And in aarch64 rtl expansion I see:

(insn 10 9 11 (set (reg:QI 81)
        (mem:QI (reg/v/f:DI 80 [ string ]) [0 *string_9(D)+0 S1 A8])) "pr77729.c":3 -1
     (nil))

Both of these sequences expand to ldrb but in the arm32 case I know
that I set all 32 bits of the register (even though I only want the
bottom 8 bits), but for aarch64 I only know that I set the bottom 8
bits and I don't know anything about the higher bits, meaning I have to
keep the AND instruction to mask out the upper bits on aarch64.

I think we should change the movqi/movhi expansions on aarch64 to
recognize that the ldrb/ldrh instructions zero out the upper bits in
the register by generating rtl like arm32 does.

Steve Ellcey
sellcey@cavium.com
Jeff Law Sept. 14, 2017, 3:03 p.m. | #4
On 09/13/2017 03:46 PM, Steve Ellcey wrote:
> On Wed, 2017-09-13 at 14:46 -0500, Segher Boessenkool wrote:
>> On Wed, Sep 13, 2017 at 06:13:50PM +0100, Kyrill Tkachov wrote:
>>>  
>>> We are usually hesitant to add explicit subreg matching in the MD pattern
>>> (though I don't remember if there's a hard rule against it).
>>> In this case this looks like a missing simplification from combine 
>>> (simplify-rtx) so
>>> I think adding it there would be better.
> 
>> Yes, it probably belongs as a generic simplification in simplify-rtx.c;
>> if there is a reason not to do that, it can be done in combine.c
>> instead.
> 
> Actually, now that I look at it some more and compare it to the arm32
> version (where we do not have this problem) I think the problem starts
> well before combine.
> 
> In arm32 rtl expansion, when reading the QI memory location, I see
> these instructions get generated:
> 
> (insn 10 3 11 2 (set (reg:SI 119)
>         (zero_extend:SI (mem:QI (reg/v/f:SI 117 [ string ]) [0 *string_9(D)+0 S1 A8]))) "pr77729.c":4 -1
>      (nil))
> (insn 11 10 12 2 (set (reg:QI 118)
>         (subreg:QI (reg:SI 119) 0)) "pr77729.c":4 -1
>      (nil))
> 
> And in aarch64 rtl expansion I see:
> 
> (insn 10 9 11 (set (reg:QI 81)
>         (mem:QI (reg/v/f:DI 80 [ string ]) [0 *string_9(D)+0 S1 A8])) "pr77729.c":3 -1
>      (nil))

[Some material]
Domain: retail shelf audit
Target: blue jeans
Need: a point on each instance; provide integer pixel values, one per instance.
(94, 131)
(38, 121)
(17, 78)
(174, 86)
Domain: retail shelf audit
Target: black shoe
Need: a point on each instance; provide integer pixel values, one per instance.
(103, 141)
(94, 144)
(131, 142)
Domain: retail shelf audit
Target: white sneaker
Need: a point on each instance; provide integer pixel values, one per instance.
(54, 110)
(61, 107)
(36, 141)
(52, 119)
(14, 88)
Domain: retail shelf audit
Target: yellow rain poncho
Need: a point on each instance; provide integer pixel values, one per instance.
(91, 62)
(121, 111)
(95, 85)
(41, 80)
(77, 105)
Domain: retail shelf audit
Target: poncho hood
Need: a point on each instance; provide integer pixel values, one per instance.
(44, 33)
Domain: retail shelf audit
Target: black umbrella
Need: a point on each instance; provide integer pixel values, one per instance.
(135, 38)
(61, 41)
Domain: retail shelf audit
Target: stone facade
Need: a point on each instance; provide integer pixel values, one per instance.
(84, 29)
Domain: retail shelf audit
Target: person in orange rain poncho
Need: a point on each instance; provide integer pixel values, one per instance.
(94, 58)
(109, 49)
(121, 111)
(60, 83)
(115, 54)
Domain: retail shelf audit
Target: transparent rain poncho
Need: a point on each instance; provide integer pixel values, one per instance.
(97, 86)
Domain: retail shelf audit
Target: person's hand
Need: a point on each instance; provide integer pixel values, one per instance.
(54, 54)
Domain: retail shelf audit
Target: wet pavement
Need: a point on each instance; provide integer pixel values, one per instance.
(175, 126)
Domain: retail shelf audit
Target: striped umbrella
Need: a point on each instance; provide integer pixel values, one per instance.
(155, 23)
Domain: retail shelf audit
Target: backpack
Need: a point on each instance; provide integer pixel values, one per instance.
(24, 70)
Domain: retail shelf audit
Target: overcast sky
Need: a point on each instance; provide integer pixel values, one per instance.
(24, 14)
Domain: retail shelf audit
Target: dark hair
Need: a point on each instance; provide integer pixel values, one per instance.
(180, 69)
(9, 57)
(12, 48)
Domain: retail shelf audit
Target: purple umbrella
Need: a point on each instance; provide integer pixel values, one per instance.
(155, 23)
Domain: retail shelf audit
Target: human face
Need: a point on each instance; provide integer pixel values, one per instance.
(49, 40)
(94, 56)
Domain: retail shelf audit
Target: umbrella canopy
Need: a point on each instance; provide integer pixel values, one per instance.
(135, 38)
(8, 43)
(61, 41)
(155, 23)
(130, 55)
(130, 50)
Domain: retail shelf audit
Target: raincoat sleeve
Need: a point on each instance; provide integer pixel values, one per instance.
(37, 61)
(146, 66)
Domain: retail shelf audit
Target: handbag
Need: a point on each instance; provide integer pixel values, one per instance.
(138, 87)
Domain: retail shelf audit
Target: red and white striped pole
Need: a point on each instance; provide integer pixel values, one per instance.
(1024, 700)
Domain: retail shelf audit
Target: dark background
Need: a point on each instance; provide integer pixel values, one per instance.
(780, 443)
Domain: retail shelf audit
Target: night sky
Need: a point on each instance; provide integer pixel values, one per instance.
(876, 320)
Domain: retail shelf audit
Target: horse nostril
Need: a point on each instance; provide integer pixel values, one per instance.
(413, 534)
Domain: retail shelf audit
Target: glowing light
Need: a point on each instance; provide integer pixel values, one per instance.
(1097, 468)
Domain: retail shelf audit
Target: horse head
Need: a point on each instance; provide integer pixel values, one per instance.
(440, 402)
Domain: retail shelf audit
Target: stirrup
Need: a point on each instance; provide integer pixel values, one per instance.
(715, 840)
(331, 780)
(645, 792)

• WHAT IS REQUIRED:
Reproduce the part of the aarch64 RTL expansion discussion between "I think we should" and "like arm32 does.", inclusive.

• THE OUTPUT:
I think we should change the movqi/movhi expansions on aarch64 to
recognize that the ldrb/ldrh instructions zero out the upper bits in
the register by generating rtl like arm32 does.